◆ Data rows

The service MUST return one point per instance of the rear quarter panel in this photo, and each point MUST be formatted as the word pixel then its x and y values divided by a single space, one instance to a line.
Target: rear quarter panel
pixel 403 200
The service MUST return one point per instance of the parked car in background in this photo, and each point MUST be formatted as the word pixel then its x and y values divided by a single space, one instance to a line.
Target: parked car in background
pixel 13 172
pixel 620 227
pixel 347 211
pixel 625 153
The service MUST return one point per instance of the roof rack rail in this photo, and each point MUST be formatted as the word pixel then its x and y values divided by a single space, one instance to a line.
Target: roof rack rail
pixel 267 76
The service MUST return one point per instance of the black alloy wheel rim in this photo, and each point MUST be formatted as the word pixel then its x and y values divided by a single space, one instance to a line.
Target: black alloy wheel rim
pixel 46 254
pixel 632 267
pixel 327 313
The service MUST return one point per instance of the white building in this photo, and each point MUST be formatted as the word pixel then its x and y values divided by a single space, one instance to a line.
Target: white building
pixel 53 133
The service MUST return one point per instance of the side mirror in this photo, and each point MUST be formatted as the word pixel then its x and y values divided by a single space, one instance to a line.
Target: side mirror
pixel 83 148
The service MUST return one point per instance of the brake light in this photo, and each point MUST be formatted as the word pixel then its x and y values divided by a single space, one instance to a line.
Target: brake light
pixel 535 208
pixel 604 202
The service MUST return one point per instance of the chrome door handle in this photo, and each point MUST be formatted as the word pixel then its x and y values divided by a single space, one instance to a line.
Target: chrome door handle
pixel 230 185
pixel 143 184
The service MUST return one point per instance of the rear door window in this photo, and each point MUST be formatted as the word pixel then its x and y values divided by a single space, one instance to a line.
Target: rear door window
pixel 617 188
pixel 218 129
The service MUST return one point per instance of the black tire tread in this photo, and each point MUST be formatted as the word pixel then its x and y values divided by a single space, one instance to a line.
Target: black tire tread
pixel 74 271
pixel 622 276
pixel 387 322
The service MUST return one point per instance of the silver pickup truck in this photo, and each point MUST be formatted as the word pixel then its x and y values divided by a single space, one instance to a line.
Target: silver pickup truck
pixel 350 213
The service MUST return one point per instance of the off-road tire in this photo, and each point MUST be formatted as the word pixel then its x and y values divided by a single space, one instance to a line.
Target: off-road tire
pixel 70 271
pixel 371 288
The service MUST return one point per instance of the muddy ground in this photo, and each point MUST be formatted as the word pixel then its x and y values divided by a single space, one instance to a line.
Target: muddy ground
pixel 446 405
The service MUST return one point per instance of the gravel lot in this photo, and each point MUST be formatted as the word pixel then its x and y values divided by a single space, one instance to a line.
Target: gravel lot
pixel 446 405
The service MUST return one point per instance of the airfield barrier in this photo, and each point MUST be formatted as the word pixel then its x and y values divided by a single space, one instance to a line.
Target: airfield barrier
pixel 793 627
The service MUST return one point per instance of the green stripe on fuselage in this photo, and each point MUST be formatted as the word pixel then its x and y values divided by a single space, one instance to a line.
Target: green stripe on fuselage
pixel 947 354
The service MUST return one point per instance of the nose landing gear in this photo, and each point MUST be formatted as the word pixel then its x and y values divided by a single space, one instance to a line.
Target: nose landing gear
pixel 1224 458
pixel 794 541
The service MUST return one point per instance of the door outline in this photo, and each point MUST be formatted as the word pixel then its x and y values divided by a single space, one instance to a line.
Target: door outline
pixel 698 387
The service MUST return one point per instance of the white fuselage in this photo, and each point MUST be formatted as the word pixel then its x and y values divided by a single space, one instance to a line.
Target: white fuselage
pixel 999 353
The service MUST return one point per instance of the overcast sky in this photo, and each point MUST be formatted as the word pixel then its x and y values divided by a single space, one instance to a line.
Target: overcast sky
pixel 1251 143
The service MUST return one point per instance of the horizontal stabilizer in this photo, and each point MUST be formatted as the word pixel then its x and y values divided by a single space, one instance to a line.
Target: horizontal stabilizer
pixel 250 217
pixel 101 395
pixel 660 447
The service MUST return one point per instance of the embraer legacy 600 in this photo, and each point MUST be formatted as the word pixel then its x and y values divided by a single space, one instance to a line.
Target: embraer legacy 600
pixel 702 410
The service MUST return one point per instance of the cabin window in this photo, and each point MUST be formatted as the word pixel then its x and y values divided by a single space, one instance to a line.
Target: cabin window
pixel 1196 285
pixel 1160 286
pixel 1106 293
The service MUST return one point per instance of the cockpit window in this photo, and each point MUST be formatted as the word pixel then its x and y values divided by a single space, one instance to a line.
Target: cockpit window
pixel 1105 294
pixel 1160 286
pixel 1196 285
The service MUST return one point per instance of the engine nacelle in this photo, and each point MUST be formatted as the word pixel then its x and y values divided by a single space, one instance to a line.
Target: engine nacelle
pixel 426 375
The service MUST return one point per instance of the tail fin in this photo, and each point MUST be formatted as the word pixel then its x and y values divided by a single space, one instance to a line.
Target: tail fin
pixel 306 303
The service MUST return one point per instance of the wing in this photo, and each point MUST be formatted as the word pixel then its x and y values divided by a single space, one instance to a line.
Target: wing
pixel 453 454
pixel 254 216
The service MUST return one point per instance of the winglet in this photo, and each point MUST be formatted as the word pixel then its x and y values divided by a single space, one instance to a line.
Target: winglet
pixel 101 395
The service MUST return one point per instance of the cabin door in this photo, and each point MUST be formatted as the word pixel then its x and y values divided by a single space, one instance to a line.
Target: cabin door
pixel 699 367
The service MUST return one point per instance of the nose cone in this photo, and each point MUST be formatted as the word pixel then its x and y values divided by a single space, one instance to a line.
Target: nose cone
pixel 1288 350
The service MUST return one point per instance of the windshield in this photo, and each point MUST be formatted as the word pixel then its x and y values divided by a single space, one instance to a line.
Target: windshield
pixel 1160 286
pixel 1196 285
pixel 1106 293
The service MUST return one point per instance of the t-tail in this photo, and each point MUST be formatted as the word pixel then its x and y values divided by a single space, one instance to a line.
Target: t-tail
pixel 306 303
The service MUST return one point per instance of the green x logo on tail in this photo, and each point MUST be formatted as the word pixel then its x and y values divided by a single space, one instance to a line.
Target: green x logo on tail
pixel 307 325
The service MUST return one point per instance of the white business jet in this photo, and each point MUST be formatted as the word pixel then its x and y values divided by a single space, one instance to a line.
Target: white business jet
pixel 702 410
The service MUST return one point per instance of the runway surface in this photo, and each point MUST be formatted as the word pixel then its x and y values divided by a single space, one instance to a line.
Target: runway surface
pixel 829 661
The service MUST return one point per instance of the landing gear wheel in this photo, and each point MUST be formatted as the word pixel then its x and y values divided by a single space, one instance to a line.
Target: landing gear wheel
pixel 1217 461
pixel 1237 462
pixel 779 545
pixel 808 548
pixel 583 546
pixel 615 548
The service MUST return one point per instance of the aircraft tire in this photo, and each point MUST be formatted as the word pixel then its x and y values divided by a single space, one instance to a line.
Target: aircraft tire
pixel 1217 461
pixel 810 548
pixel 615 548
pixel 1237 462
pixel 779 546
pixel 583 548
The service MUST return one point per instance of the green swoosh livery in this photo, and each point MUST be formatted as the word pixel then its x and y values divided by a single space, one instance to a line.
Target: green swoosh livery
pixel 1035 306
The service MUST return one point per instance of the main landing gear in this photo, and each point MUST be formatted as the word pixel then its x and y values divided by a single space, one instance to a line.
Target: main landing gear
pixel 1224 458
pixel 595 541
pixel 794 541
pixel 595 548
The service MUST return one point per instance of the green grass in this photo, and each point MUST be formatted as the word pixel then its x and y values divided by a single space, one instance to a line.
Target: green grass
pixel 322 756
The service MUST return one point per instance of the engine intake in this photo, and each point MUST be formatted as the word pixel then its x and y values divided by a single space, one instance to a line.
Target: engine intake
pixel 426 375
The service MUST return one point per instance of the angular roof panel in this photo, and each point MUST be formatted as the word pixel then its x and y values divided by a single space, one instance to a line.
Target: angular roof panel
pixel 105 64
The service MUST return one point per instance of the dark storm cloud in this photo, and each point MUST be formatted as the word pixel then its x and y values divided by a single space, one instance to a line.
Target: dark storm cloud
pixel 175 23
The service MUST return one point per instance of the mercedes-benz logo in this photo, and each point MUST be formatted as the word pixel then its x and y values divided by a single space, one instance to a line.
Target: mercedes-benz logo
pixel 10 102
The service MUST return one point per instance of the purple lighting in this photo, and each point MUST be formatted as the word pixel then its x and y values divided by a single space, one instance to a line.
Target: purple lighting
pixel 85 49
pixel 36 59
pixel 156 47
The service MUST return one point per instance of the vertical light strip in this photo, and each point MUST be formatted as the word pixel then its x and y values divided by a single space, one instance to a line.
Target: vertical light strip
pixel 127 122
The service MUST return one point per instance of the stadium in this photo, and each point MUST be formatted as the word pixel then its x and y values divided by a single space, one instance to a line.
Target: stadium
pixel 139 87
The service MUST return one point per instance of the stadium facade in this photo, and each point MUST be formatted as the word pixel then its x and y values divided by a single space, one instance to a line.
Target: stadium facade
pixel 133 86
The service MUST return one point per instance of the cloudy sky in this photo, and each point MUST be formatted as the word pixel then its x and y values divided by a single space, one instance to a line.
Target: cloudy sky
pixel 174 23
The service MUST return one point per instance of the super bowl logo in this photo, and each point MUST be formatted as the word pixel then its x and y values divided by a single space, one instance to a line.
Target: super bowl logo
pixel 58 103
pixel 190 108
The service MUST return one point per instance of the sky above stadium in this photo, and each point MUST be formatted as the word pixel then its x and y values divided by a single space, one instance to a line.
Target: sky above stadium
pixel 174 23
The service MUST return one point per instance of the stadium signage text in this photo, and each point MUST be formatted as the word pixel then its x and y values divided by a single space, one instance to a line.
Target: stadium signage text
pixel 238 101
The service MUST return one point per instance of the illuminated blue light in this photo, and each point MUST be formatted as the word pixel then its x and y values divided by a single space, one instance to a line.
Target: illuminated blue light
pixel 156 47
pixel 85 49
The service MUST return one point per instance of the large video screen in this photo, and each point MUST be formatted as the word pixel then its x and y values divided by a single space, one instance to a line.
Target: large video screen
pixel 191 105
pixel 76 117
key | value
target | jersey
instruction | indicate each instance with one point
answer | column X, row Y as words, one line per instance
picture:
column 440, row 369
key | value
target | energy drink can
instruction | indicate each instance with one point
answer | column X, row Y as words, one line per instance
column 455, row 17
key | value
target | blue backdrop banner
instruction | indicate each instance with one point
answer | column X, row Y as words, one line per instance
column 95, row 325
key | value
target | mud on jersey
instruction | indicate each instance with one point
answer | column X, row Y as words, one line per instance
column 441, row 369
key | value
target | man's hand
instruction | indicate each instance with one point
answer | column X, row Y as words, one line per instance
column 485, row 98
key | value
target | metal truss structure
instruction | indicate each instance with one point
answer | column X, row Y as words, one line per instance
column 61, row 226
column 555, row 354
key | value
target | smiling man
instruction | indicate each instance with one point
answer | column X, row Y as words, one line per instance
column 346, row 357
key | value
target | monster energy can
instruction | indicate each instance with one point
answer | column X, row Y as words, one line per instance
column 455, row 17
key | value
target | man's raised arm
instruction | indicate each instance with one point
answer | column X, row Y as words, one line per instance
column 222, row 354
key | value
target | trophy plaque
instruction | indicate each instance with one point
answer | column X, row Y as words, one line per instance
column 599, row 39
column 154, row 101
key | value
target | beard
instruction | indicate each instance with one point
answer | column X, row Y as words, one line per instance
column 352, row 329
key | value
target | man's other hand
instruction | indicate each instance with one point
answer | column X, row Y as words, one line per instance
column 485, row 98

◆ Directive
Return every line of the listing from the one containing "The service MUST return one point per instance of the airfield" down to the one containing "pixel 999 353", with both of those lines included, copied exactly.

◆ Worked answer
The service MUST return one point per instance of the airfield barrier in this photo, and each point MUST be formatted as the word pixel then its x and y values divided by a single space, one instance to a line.
Target: airfield barrier
pixel 793 627
The service MUST return one point per instance of the green stripe on fuselage in this photo, and each point MUST be formatted as the word pixel then its x and y values divided by a single space, one instance to a line.
Target: green stripe on fuselage
pixel 947 354
The service MUST return one point per instance of the nose landing gear in this photo, and each point MUST be formatted as the word pixel then its x and y values divided by a single space, one instance to a line.
Target: nose landing gear
pixel 1224 458
pixel 794 541
The service MUST return one point per instance of the door outline in this photo, and each point MUST be formatted as the word pixel then its x and y values divided by a single space, one instance to a line.
Target: door outline
pixel 698 387
The service MUST return one point per instance of the white fuselage in this photo, and each point MUST be formatted as the word pixel then its x and y values divided by a single space, one instance to a line.
Target: white fuselage
pixel 999 353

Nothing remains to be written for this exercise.